INPUT:
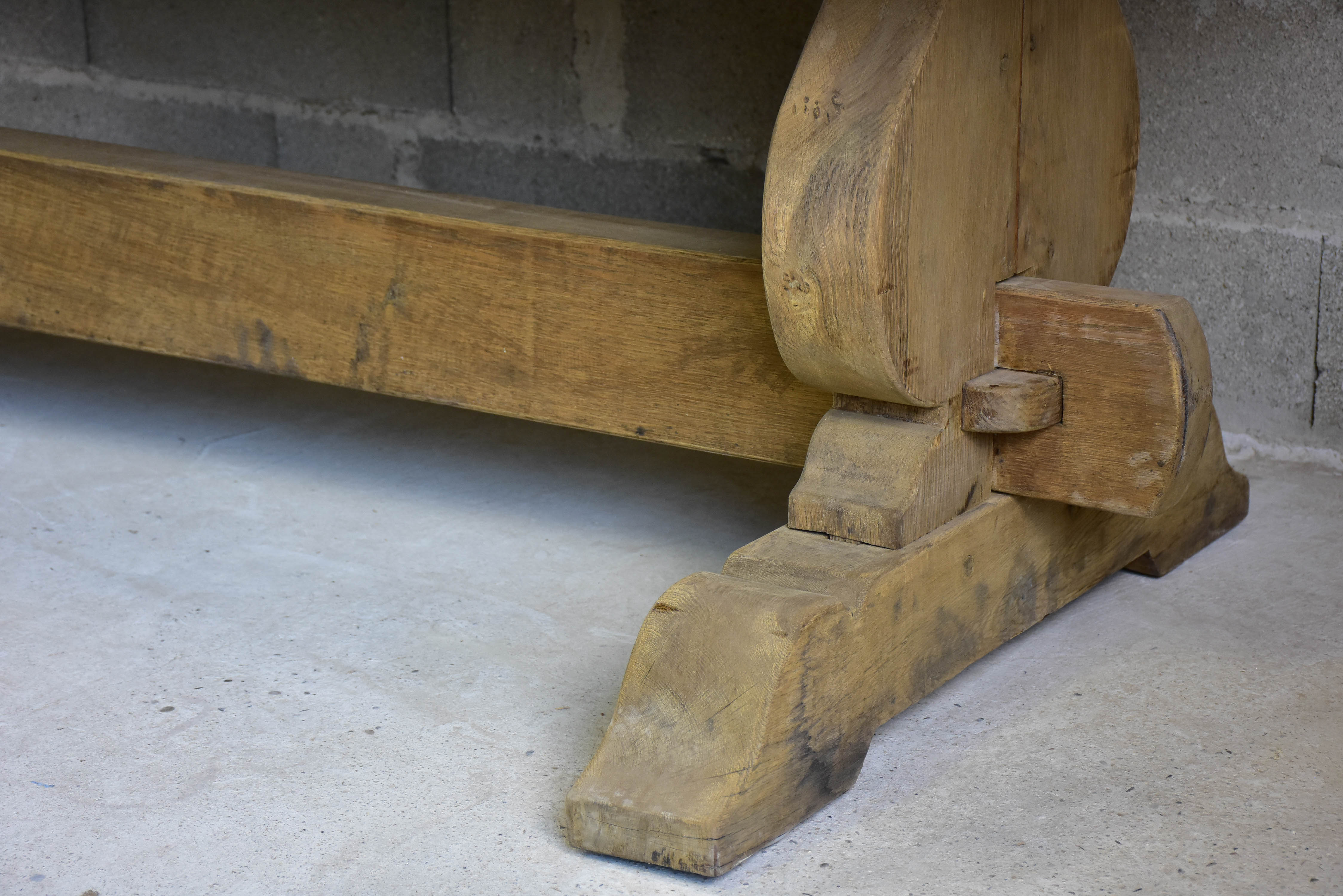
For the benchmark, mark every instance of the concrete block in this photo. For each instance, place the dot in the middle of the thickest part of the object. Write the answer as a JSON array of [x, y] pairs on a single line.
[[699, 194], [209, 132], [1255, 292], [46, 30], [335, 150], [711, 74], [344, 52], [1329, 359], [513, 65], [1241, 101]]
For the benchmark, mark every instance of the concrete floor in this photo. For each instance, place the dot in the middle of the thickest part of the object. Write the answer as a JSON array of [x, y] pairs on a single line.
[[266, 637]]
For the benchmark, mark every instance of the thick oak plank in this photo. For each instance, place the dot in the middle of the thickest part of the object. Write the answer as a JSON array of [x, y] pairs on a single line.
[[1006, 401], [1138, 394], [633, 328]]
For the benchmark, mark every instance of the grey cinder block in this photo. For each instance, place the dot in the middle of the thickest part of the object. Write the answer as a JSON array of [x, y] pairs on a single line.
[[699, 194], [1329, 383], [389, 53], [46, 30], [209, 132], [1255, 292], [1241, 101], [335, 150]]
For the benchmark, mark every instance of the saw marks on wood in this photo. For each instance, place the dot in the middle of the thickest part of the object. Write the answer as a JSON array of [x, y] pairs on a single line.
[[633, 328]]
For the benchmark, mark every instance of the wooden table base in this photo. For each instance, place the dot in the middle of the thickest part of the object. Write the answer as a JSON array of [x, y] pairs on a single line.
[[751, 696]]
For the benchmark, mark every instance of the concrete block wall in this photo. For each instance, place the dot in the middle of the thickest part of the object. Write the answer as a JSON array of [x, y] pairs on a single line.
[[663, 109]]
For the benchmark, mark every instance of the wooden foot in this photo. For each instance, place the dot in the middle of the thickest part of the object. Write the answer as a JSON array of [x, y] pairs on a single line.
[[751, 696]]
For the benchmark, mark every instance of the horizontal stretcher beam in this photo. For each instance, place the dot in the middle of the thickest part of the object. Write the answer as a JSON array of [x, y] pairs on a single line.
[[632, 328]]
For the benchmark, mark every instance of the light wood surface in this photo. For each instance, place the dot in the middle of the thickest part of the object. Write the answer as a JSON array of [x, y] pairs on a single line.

WHAT TO PRODUCE: Reproduce the material above with "thickest part" changed to "widest part" at every occurrence and nothing else altered. Omit the pictures.

FULL RESPONSE:
For the benchmark, mark every instance of the concrete block in this photo. For each instance, place the dot in the middle of the widest part of the object. Write the answer as a JSON array of [x, y] pairs on a single line.
[[699, 194], [209, 132], [1255, 292], [46, 30], [335, 150], [711, 74], [344, 52], [1329, 359], [513, 65], [1241, 101]]
For the benchmark, mark every instance of the concrete floor in this photo. For each instance, place the dot in the middle of the widest part of the object. Write the answer as a JSON array of [x, y] pairs on a single line.
[[266, 637]]
For the benchmark, mark every instance of the thick oak plank in this photo. For each instance, place the dot in the middle of the widest part of the object. Write the answer as a JSON array of [x, y] pairs on a single line.
[[1006, 401], [1138, 394], [633, 328]]
For the benchmark, mark every instance of the grey cinder block in this photo. For each instance, place the dot in the middle of the widest part of the object. Write the answer as a JSON array of [x, y] pairs on a single line.
[[699, 194], [1329, 383], [389, 53], [46, 30], [209, 132], [1255, 292], [1241, 101], [335, 150]]
For the benchmark, mark every instance of the saw marks on wood in this photo. For each instance, place the dot in the middle of the widest part of the object. Write the answer as a JSON array of [x, y] pairs on a single line.
[[633, 328]]
For the benchmark, mark every instance of the wooden table base in this photo. For each instance, place the dot in the middle of the widest part of the object. Write the answer as a JSON array of [x, y] pairs on a single line.
[[751, 696]]
For the benchmark, mark every instance of the concrete block wall in this photo. For each instance, place the dot in the middle of the widest part of the object. Write the answer as a JSON array of [x, y] pairs on a single line.
[[663, 109]]
For the benchmark, mark every instance of the wooden foot in this photo. For each instance, place the dot in the middle of the widest part of the object. Write the answer as a JSON array of [x, y] pairs on a single line.
[[751, 696]]
For the benchmark, mark every instance of the horizontal stretcher beam in this photo. For each instance, place the dot in the middle of the widest part of the object. Write the answer as a JSON array of [x, y] pairs on a single line.
[[632, 328]]
For the benchmark, mark every instance of the light wood surface in this photo. For each instance, place the dot in the middle of the widest part of the object. Write the answer as a JSON array of [x, y] pairs on a single line.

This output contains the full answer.